TEXT:
###
Several compact structural features help a preacher see the movement without flattening it. The repeated “truly, truly” in verse 11 marks a solemn claim, not a casual transition. The shift from “you” in verse 10 to “we” and then back to “you” in verses 11-12 presses a contrast between Jesus’ witness and Nicodemus’s reception. The movement from “earthly things” to “heavenly things” in verse 12 is not a topic change but a ladder of disclosure, with the lesser serving as a test of readiness for the greater. The “no one… except” construction in verse 13 isolates Jesus as singular. The “just as… so” line in verse 14 binds Scripture and event. The “so that” in verse 15 states purpose, and verse 16 gathers the entire movement into a divine act of giving that explains the necessity of the Son’s lifting up rather than replacing it.
04Section

Verse by Verse

Verse 8 — The Spirit’s freedom is known by its effects

John 3:8 opens with "The spirit blows where it wills, and you hear its voice, but you do not know whence it comes and where it goes; so is everyone who is begotten out from the spirit." The Greek text uses τὸ πνεῦμα, to pneuma, “the Spirit” or “wind,” together with πνεῖ, pnei, “blows,” so the sentence carries a built-in sound play. That verbal overlap does not solve the mystery; it makes the comparison vivid. The verse speaks of movement heard but not mastered. What the hearer perceives is real, yet the source and destination remain outside human command.
The middle of the verse sharpens that asymmetry: "you hear its voice, but you do not know whence it comes and where it goes." The wording preserves “sound” in a way that lets the image work without overdefining it. In Greek, τὴν φωνὴν αὐτοῦ ἀκούεις ἀλλ’ οὐκ οἶδας πόθεν ἔρχεται καὶ ποῦ ὑπάγει, tēn phōnēn autou akoueis all’ ouk oidas pothen erchetai kai pou hypagei, sets hearing against knowing. The point is not that the Spirit is vague, absent, or unreal. The point is that God’s life-giving action leaves recognizable effects while resisting human possession and control.
The final clause, "is everyone who is begotten out from the spirit," defines the reborn person by source. πᾶς ὁ γεγεννημένος, pas ho gegennēmenos, “everyone who has been begotten,” is a perfect passive participle, describing a settled condition produced by an action from outside the person. The phrase ἐκ τοῦ πνεύματος, ek tou pneumatos, “from the Spirit,” identifies the origin. New birth is therefore not a technique to master but a life to receive.
###
TO DO:
a – List every transliterated Greek expression given in the commentary on John 3.
b – According to the commentary on John 3, why is new birth "not a technique to master but a life to receive"? Answer in one to three sentences.
c – Continue the commentary on John 3 from its last sentence.
###
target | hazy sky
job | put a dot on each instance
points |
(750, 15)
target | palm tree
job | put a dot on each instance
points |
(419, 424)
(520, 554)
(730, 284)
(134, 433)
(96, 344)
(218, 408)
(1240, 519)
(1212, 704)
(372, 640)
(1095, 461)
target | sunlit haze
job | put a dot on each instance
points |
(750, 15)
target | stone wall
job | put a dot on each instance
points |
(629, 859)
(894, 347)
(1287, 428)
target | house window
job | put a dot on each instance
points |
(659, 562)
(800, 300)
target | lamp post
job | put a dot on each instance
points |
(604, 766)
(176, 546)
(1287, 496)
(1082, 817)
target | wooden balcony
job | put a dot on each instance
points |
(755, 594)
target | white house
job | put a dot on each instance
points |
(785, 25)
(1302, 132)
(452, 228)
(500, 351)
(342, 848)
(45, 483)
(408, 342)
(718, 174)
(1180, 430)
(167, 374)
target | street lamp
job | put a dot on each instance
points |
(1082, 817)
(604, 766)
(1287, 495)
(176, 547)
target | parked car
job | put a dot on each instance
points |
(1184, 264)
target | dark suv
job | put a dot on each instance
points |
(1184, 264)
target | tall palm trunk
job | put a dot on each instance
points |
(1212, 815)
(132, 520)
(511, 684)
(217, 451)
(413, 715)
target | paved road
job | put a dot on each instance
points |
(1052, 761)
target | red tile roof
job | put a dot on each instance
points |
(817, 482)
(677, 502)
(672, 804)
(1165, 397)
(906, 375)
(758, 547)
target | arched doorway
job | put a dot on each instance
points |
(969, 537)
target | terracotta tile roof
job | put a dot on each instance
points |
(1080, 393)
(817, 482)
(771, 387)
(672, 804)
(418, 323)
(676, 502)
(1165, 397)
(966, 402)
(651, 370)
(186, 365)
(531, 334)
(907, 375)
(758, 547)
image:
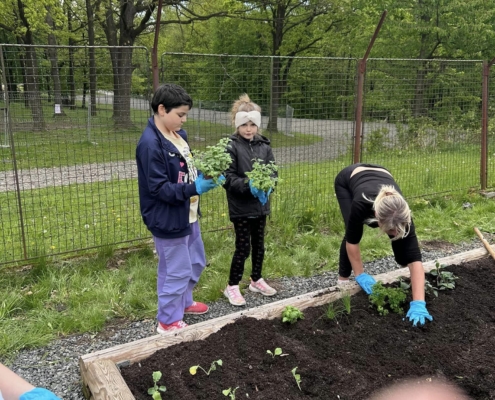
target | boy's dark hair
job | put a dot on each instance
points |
(170, 96)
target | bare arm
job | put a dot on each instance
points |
(417, 280)
(12, 385)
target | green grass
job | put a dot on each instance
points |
(53, 298)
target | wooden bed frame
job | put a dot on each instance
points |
(99, 370)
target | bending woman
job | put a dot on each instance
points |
(368, 195)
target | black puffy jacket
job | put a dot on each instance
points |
(244, 153)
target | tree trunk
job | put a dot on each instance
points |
(92, 59)
(55, 73)
(122, 72)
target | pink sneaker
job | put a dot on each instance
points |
(164, 328)
(260, 286)
(196, 308)
(234, 295)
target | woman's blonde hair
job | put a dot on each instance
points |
(391, 212)
(244, 103)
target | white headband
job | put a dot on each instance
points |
(243, 117)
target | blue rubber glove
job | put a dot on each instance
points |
(366, 282)
(39, 394)
(203, 185)
(258, 193)
(418, 312)
(221, 180)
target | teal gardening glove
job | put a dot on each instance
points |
(258, 193)
(204, 185)
(418, 312)
(366, 282)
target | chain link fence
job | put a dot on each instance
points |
(70, 119)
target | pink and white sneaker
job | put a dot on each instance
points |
(234, 295)
(260, 286)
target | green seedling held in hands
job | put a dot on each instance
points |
(213, 367)
(292, 315)
(214, 160)
(154, 391)
(297, 377)
(230, 392)
(276, 352)
(384, 298)
(263, 175)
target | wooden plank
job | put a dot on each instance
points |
(102, 384)
(104, 381)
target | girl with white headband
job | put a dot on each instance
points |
(248, 206)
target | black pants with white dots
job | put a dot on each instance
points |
(249, 232)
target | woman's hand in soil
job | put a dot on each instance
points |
(366, 282)
(203, 185)
(418, 312)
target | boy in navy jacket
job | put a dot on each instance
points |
(169, 189)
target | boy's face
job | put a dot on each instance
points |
(173, 120)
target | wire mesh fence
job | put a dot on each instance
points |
(70, 118)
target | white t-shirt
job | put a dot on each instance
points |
(184, 149)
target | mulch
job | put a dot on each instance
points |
(350, 357)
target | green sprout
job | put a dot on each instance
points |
(230, 392)
(291, 315)
(155, 390)
(297, 377)
(276, 352)
(213, 367)
(214, 160)
(264, 176)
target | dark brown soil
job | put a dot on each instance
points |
(346, 359)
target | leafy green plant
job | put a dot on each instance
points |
###
ANSWERS FOR THE EXERCISE:
a –
- to pneuma
- pnei
- tēn phōnēn autou akoueis all’ ouk oidas pothen erchetai kai pou hypagei
- pas ho gegennēmenos
- ek tou pneumatos

b – The phrase pas ho gegennēmenos is a perfect passive participle, so it describes a settled condition produced by an action from outside the person. The phrase ek tou pneumatos names the Spirit as the origin of that condition.

c –
Verses 9-10 — A teacher’s question exposes a deeper ignorance

Nicodemus asks in John 3:9, "How can these things be?" The phrase ταῦτα, tauta, “these things,” keeps Jesus’ prior teaching directly in view. No new topic has entered. The same subject remains before Nicodemus, and his question reveals that he still wants a manageable account of how divine begetting works.
Jesus’ reply in John 3:10 turns the question into an indictment: "are the teacher of Israel, and these things you do not know?" The Greek line, Σὺ εἶ ὁ διδάσκαλος τοῦ Ἰσραήλ καὶ ταῦτα οὐ γινώσκεις, Sy ei ho didaskalos tou Israēl kai tauta ou ginōskeis, fronts the pronoun Σὺ, “you,” and highlights the office ὁ διδάσκαλος τοῦ Ἰσραήλ, “the teacher of Israel.” Jesus does not deny Nicodemus’s position. He exposes the irony that the recognized teacher lacks understanding precisely where Scripture should have prepared him.
That rebuke carries theological weight because it refuses to treat Nicodemus’s confusion as innocent abstraction. The present verb οὐ γινώσκεις, ou ginōskeis, “you do not understand,” describes a settled lack of recognition. In view of promises such as Ezekiel 36:25-27 and Ezekiel 37:1-14, the themes of cleansing, Spirit, and divinely given life should not have been alien. The text therefore presses beyond intellectual deficit to culpable blindness.

Verse 11 — Testimony is given, and testimony is refused

John 3:11 begins with the solemn formula "Truly, truly, I say to you," the doubled ἀμὴν ἀμὴν, amēn amēn, which marks weight-bearing speech throughout the Gospel. What follows is cast as witness: "we speak what we know and testify to what we have seen, and you do not accept our testimony." The verbs carry the line. ὃ οἴδαμεν λαλοῦμεν, ho oidamen laloumen, means “we speak what we know,” and ὃ ἑωράκαμεν μαρτυροῦμεν, ho heōrakamen martyroumen, means “we bear witness to what we have seen.”
The plural language matters. “We speak” and “our testimony” broaden the saying beyond a private opinion. Whatever precise scope is given to the “we,” the point is clear within the verse itself: Jesus speaks from knowledge and sight, not speculation. That makes the final clause heavier. "you do not accept our testimony" names unbelief as non-reception of offered witness.
The verse therefore shifts the discussion away from mechanism and toward response. Nicodemus has asked how these things can be; Jesus answers by locating the fault line at testimony received or rejected. Divine revelation comes in witness form. The hearer’s responsibility is not to generate it but to receive it.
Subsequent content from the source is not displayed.